Position annotation records:
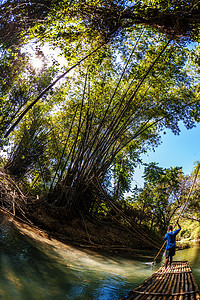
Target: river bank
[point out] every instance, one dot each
(106, 239)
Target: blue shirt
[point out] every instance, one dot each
(170, 237)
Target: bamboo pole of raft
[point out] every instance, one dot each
(175, 283)
(189, 194)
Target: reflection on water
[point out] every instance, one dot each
(33, 267)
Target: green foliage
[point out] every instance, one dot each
(161, 194)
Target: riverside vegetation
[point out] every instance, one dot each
(74, 132)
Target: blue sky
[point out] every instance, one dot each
(175, 150)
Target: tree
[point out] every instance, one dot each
(162, 194)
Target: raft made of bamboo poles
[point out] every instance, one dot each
(176, 282)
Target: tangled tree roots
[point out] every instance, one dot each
(12, 199)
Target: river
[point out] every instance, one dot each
(34, 267)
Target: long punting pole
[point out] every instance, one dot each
(190, 192)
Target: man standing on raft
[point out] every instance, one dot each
(170, 237)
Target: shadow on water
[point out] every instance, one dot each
(33, 267)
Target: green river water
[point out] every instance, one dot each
(33, 267)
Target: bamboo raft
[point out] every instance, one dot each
(176, 282)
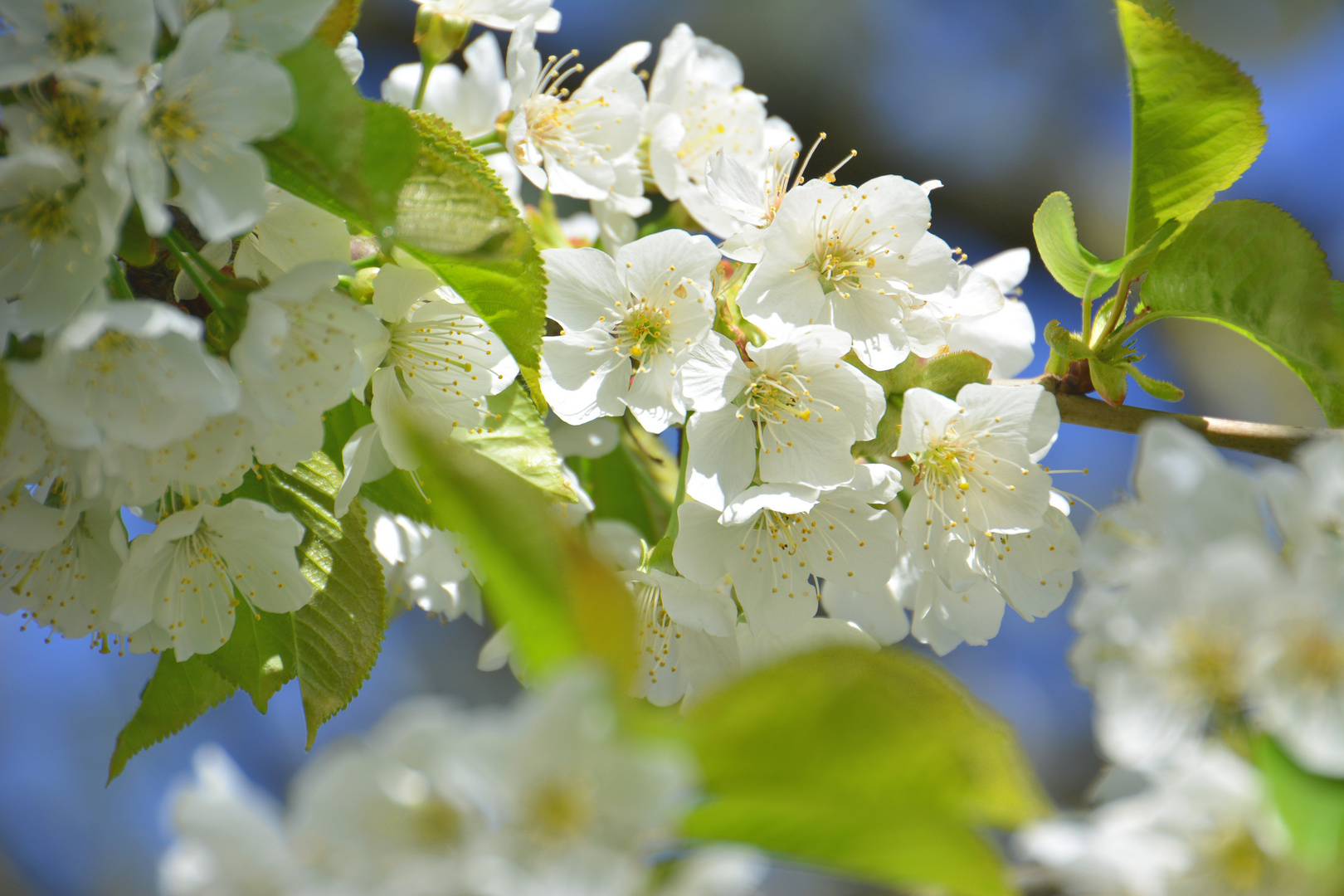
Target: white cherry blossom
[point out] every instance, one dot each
(1007, 334)
(698, 108)
(976, 470)
(210, 102)
(60, 566)
(230, 835)
(629, 324)
(190, 575)
(442, 355)
(425, 567)
(129, 373)
(300, 353)
(777, 542)
(859, 258)
(293, 231)
(504, 15)
(261, 26)
(569, 143)
(56, 234)
(100, 41)
(799, 403)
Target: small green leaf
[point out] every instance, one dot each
(1252, 268)
(177, 696)
(343, 153)
(516, 438)
(455, 218)
(1066, 344)
(1073, 266)
(538, 575)
(874, 765)
(947, 373)
(339, 633)
(1196, 123)
(1109, 381)
(1157, 388)
(1312, 806)
(260, 655)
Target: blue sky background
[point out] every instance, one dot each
(1003, 102)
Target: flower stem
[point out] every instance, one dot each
(119, 288)
(1266, 440)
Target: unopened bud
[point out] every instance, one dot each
(438, 37)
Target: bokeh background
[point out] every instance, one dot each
(1004, 102)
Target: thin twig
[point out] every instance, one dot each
(1266, 440)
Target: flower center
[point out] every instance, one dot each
(645, 329)
(45, 218)
(75, 32)
(777, 395)
(171, 119)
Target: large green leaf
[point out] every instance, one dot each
(875, 765)
(1252, 268)
(455, 218)
(343, 152)
(1196, 123)
(538, 575)
(1073, 266)
(339, 633)
(516, 438)
(1312, 807)
(260, 655)
(175, 698)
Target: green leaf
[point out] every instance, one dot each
(947, 373)
(175, 698)
(1073, 266)
(1252, 268)
(539, 577)
(455, 218)
(518, 440)
(339, 633)
(1312, 806)
(873, 765)
(1157, 388)
(260, 655)
(1196, 123)
(343, 152)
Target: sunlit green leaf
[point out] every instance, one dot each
(1252, 268)
(177, 696)
(1312, 806)
(343, 152)
(1196, 123)
(878, 766)
(1073, 266)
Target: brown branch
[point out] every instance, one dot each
(1266, 440)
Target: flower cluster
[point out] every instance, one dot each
(164, 405)
(546, 796)
(1205, 622)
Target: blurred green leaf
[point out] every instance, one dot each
(1073, 266)
(455, 218)
(1252, 268)
(343, 152)
(1196, 123)
(538, 577)
(173, 698)
(873, 765)
(1312, 806)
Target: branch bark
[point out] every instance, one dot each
(1266, 440)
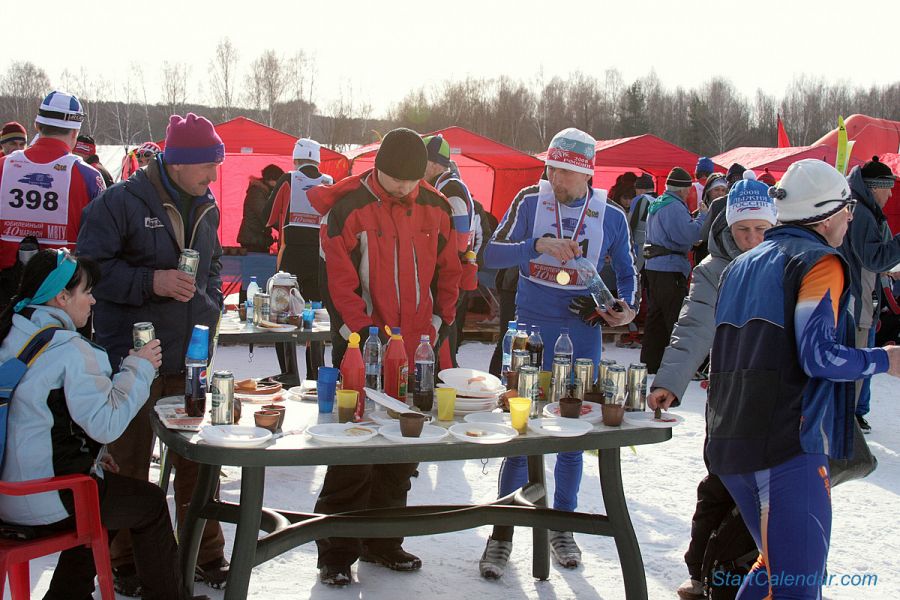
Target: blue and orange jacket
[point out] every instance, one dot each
(782, 373)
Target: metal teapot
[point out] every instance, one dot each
(285, 296)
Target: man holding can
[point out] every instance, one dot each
(138, 230)
(546, 227)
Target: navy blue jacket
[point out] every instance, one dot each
(134, 229)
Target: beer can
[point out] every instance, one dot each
(584, 373)
(262, 305)
(560, 373)
(222, 392)
(602, 367)
(614, 388)
(189, 261)
(529, 387)
(636, 392)
(520, 358)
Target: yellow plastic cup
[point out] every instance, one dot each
(519, 409)
(446, 403)
(346, 405)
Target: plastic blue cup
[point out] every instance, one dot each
(326, 387)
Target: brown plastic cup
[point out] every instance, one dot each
(570, 408)
(267, 419)
(280, 408)
(411, 424)
(613, 414)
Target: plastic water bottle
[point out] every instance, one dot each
(507, 350)
(588, 276)
(372, 357)
(252, 290)
(423, 386)
(563, 345)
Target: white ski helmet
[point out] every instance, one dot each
(809, 192)
(60, 109)
(307, 149)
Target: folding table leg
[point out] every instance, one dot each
(617, 511)
(243, 554)
(540, 568)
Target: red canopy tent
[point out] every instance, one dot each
(249, 148)
(641, 153)
(777, 160)
(872, 136)
(493, 172)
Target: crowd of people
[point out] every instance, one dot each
(774, 286)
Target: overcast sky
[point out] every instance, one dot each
(383, 49)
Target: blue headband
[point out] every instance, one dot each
(55, 282)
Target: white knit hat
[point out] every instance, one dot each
(810, 191)
(572, 149)
(60, 109)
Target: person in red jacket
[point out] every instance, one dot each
(44, 188)
(390, 260)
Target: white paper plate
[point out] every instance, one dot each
(492, 433)
(560, 427)
(460, 379)
(430, 433)
(336, 433)
(488, 417)
(645, 419)
(594, 414)
(235, 436)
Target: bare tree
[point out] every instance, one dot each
(223, 76)
(23, 86)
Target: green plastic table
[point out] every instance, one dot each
(287, 530)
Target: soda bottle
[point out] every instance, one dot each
(588, 276)
(372, 358)
(535, 346)
(252, 290)
(396, 367)
(507, 350)
(423, 386)
(195, 372)
(353, 374)
(521, 339)
(563, 346)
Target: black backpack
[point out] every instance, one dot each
(730, 554)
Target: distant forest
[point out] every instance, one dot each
(280, 91)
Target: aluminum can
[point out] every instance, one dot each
(189, 261)
(529, 387)
(222, 392)
(636, 391)
(262, 304)
(584, 375)
(559, 377)
(520, 358)
(614, 387)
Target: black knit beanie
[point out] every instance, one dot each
(402, 155)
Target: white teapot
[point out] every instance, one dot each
(285, 296)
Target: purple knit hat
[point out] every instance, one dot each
(192, 140)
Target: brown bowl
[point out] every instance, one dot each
(267, 419)
(277, 407)
(613, 414)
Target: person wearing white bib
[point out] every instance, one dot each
(545, 227)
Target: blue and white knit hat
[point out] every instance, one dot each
(749, 199)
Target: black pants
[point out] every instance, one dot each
(713, 504)
(667, 291)
(125, 503)
(507, 300)
(360, 487)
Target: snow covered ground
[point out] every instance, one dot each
(660, 485)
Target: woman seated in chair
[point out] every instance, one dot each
(65, 407)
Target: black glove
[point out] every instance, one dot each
(587, 310)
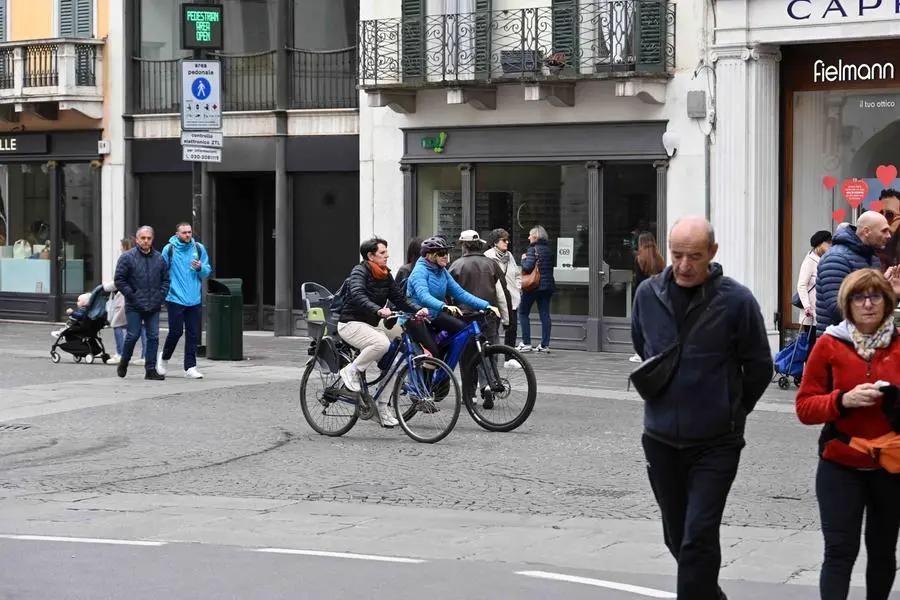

Short exercise
Update the listing by changing every "point out" to "mark" and keeping everything else the same. Leave the picture lines out of your answer.

Response to this task
Target: river bank
[mark] every instance, one dot each
(106, 239)
Target: blue shirt
[mark] every instance, one dot each
(170, 237)
Target: bamboo pole of raft
[mark] every instance, one dot each
(175, 283)
(189, 194)
Target: reflection on water
[mark] every instance, one dot each
(33, 267)
Target: green foliage
[mark] every instance, one dot each
(161, 194)
Target: riverside vegetation
[mark] every instance, one dot each
(74, 132)
Target: blue sky
[mark] every instance, one dot each
(175, 150)
Target: tree
[mark] every instance, one dot each
(162, 194)
Target: raft made of bamboo poles
[mark] every instance, one dot each
(176, 282)
Target: tangled tree roots
[mark] every instance, one dot each
(12, 199)
Target: river
[mark] every instance, one dot each
(34, 267)
Target: long punting pole
[mark] every instance, one dot each
(190, 192)
Target: man standing on raft
[mark] every instance, one dot each
(170, 237)
Target: shadow on water
[mark] every instance, one dot each
(33, 267)
Target: green river water
[mark] every instance, one dot each
(33, 267)
Target: bamboo raft
[mark] every instance, one dot each
(176, 282)
Target: white cherry blossom
[mark] every instance, one dot each
(1007, 334)
(698, 108)
(976, 470)
(210, 102)
(60, 566)
(230, 835)
(629, 324)
(190, 575)
(442, 355)
(425, 567)
(129, 373)
(300, 353)
(777, 542)
(859, 258)
(293, 231)
(504, 15)
(261, 26)
(569, 143)
(56, 234)
(100, 41)
(799, 403)
Target: small green leaf
[mark] every instance, one dot each
(1252, 268)
(177, 696)
(343, 153)
(516, 438)
(455, 218)
(1066, 344)
(1073, 266)
(538, 575)
(874, 765)
(947, 373)
(339, 633)
(1196, 123)
(1109, 381)
(1157, 388)
(1312, 806)
(260, 655)
Target: blue sky background
[mark] every instance, one dot each
(1003, 102)
Target: flower stem
[mark] every instance, one dot each
(119, 288)
(1266, 440)
Target: unopened bud
[mark] every instance, one dot each
(438, 37)
Target: bokeh background
[mark] every instance, one dot each
(1004, 102)
Target: thin twig
[mark] every instance, one dot each
(1266, 440)
Target: flower center
[mark] every instance, one dot each
(645, 329)
(45, 218)
(75, 32)
(777, 395)
(171, 119)
Target: large green leaf
[mark] every instance, one dot each
(875, 765)
(1252, 268)
(455, 218)
(343, 152)
(1196, 123)
(538, 575)
(1073, 266)
(339, 633)
(516, 438)
(1312, 807)
(260, 655)
(175, 698)
Target: green leaf
[mark] every instance, one dot each
(947, 373)
(175, 698)
(1073, 266)
(1252, 268)
(539, 577)
(455, 218)
(518, 440)
(339, 633)
(1312, 806)
(873, 765)
(1157, 388)
(260, 655)
(1196, 123)
(343, 152)
Target: sunlit green leaf
[mark] every instance, one dot each
(1252, 268)
(177, 696)
(1312, 806)
(343, 152)
(1196, 123)
(878, 766)
(1073, 266)
Target: brown branch
[mark] every instance, one dot each
(1266, 440)
Target: flower cluster
[mark] every instance, one dot each
(164, 405)
(546, 796)
(1205, 622)
Target: blurred green leaf
[mark] every instance, one dot each
(1073, 266)
(455, 218)
(1252, 268)
(343, 152)
(1196, 123)
(538, 577)
(173, 698)
(873, 765)
(1312, 806)
Target: branch bark
[mark] every instance, one dot each
(1266, 440)
Target: blue and orange jacket
[mark] every instance, one dot each
(782, 373)
Target: metal teapot
[mark] every instance, one dot each
(285, 296)
Target: man holding can
[mark] every instance, one dot each
(138, 230)
(546, 227)
Target: navy blue jacket
[mark] every instance, one dot each
(134, 229)
Target: beer can
[mark] every instance, one dot each
(584, 373)
(262, 305)
(560, 373)
(222, 392)
(602, 367)
(614, 388)
(189, 261)
(529, 387)
(636, 392)
(520, 358)
Target: yellow plastic cup
[mark] every instance, one dot each
(519, 409)
(446, 403)
(346, 405)
Target: plastic blue cup
[mark] every instance, one dot each
(326, 387)
Target: brown plastic cup
[mark] every instance, one dot each
(570, 408)
(267, 419)
(280, 408)
(411, 424)
(613, 414)
Target: plastic water bottle
[mark] every instance, one dot each
(507, 350)
(588, 276)
(372, 357)
(252, 290)
(423, 386)
(563, 345)
Target: white ski helmet
[mark] every instance, one dot each
(809, 192)
(60, 109)
(307, 149)
Target: folding table leg
[mark] every instance, one dot each
(617, 511)
(243, 554)
(540, 568)
Target: red canopy tent
[mark] every instance, one dot each
(249, 148)
(641, 153)
(777, 160)
(872, 136)
(493, 172)
Target: crowd of people
[mark] every instance, one dot each
(774, 286)
Target: overcast sky
[mark] every instance, one dot each
(383, 49)
Target: blue headband
[mark] every instance, one dot each
(55, 282)
Target: white knit hat
[mark] every instance, one dot each
(810, 191)
(572, 149)
(60, 109)
Target: person in red jacket
[mark] every instance, one dot each
(44, 188)
(390, 260)
Target: white paper plate
[mark] every instance, one dot each
(492, 433)
(560, 427)
(460, 379)
(430, 433)
(336, 433)
(488, 417)
(645, 419)
(594, 414)
(235, 436)
Target: bare tree
[mark] every instance, one dot each
(223, 76)
(23, 86)
Target: green plastic table
[mark] every instance, one dot each
(287, 530)
Target: soda bottle
[mark] every instance, one dot each
(588, 276)
(372, 358)
(535, 346)
(252, 290)
(396, 367)
(507, 350)
(423, 386)
(195, 372)
(353, 374)
(521, 339)
(563, 346)
Target: black backpack
[mark] every instance, one dot each
(730, 554)
Target: distant forest
[mark] every instance, one dot each
(280, 91)
Target: aluminum can
[mark] every instance, one dot each
(189, 261)
(529, 387)
(222, 392)
(636, 391)
(262, 304)
(584, 375)
(559, 377)
(520, 358)
(614, 387)
Target: black knit beanie
[mark] every instance, one dot each
(402, 155)
Target: white teapot
[mark] every instance, one dot each
(285, 296)
Target: purple knit hat
[mark] every instance, one dot each
(192, 140)
Target: brown bowl
[mark] every instance, one dot each
(267, 419)
(277, 407)
(613, 414)
Target: person wearing white bib
[mark] every instance, one dot each
(545, 227)
Target: blue and white knit hat
[mark] every instance, one dot each
(749, 199)
Target: black pants
[mark] every instance, one dot each
(713, 504)
(667, 291)
(125, 503)
(507, 300)
(360, 487)
Target: snow covered ground
[mark] every instance, one dot each
(660, 485)
Target: woman seated in chair
[mark] every instance, one dot each
(65, 407)
Target: black glove
[mark] every instance, one dot each
(587, 310)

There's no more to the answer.